The expected output is every record below, transcribed exactly, with the pictures left out.

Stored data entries
━━━━━━━━━━━━━━━━━━━━━━━━━━━━━━

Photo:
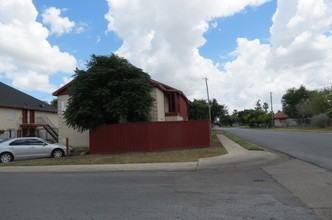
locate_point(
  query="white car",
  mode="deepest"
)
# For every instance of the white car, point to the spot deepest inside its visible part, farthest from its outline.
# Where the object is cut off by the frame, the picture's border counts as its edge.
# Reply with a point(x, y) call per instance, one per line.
point(28, 148)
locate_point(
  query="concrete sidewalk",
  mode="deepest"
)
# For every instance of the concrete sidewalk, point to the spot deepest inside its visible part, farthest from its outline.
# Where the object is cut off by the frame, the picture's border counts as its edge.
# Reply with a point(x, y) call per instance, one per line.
point(237, 157)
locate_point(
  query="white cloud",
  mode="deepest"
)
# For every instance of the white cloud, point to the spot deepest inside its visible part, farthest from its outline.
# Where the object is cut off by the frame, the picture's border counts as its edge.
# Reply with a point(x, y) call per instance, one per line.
point(58, 24)
point(26, 57)
point(164, 37)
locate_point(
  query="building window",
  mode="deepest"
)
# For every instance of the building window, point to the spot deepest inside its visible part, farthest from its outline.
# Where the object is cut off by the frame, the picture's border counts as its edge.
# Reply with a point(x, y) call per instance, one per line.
point(171, 102)
point(63, 106)
point(11, 115)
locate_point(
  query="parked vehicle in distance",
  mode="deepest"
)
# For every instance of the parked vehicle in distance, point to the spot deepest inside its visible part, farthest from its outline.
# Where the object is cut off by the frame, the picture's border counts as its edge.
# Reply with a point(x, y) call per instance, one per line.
point(28, 148)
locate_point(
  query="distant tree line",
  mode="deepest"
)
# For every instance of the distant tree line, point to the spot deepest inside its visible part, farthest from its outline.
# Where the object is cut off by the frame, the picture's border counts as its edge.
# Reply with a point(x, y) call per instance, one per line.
point(297, 103)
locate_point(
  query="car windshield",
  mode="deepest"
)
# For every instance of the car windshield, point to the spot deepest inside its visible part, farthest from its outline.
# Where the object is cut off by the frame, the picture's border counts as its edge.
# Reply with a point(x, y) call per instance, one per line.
point(3, 140)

━━━━━━━━━━━━━━━━━━━━━━━━━━━━━━

Exercise response —
Photo:
locate_point(
  query="white car",
  mode="deepest"
)
# For every instance of the white car, point to the spot deepest inside its visible part, farthest from its outline.
# Where the object is cut off by the frame, the picture's border counts as its edge.
# Reply with a point(x, y) call per instance, one per line.
point(28, 148)
locate_point(
  query="concrete sidewalk",
  mode="deepest"
)
# For every instance of the concrete sidewalk, point to the spot deepest inside its visible part, farthest from its outline.
# Where the object is cut off by the frame, the picture's border counts as its edge.
# Reply with a point(x, y) call per instance, one per line.
point(237, 157)
locate_point(
  query="white cloud",
  mode="deepest"
)
# For every instance of the white cloud, point to the spot deepest inside its visible part, farthest from its outline.
# Where the object is cut off by the frame, the picture's border counts as its edge.
# Reply with a point(x, y) call per instance, one per line.
point(58, 24)
point(26, 57)
point(164, 37)
locate_point(
  query="building window",
  mode="deepest"
)
# For every instance of the building window, point to the spot deepest inside its visible part, farthest from its outline.
# Where the object is cut off by the frame, the picture's border counts as its edge.
# Reply with a point(x, y) call per instance, one per line.
point(171, 102)
point(63, 106)
point(11, 115)
locate_point(
  query="parked vehicle in distance",
  mode="deepest"
)
# For every instance of the parked vehicle in distance, point to the spot deepest inside its visible part, farthest from its outline.
# Where the object is cut off by the frame, the picture's border counts as its edge.
# Reply with a point(x, y) call per instance, one per line.
point(28, 148)
locate_point(
  query="distant tree line",
  mode="deepest"
)
# For every instance of the distant tree line, point to the spot deepest inside its visible part, farthest from its outline.
# Where the object is cut off by the frame, the picture's border counts as its edge.
# Reply with a point(x, y) call per instance, one per line.
point(297, 103)
locate_point(
  query="car windshield",
  mode="deepest"
)
# For every instance of the car windshield, point to the spot deepest inside its visible part, farthest from its outline.
# Where the object is cut off by the frame, the picture's border counts as its edge.
# Reply with a point(x, y) call per instance, one per line.
point(3, 140)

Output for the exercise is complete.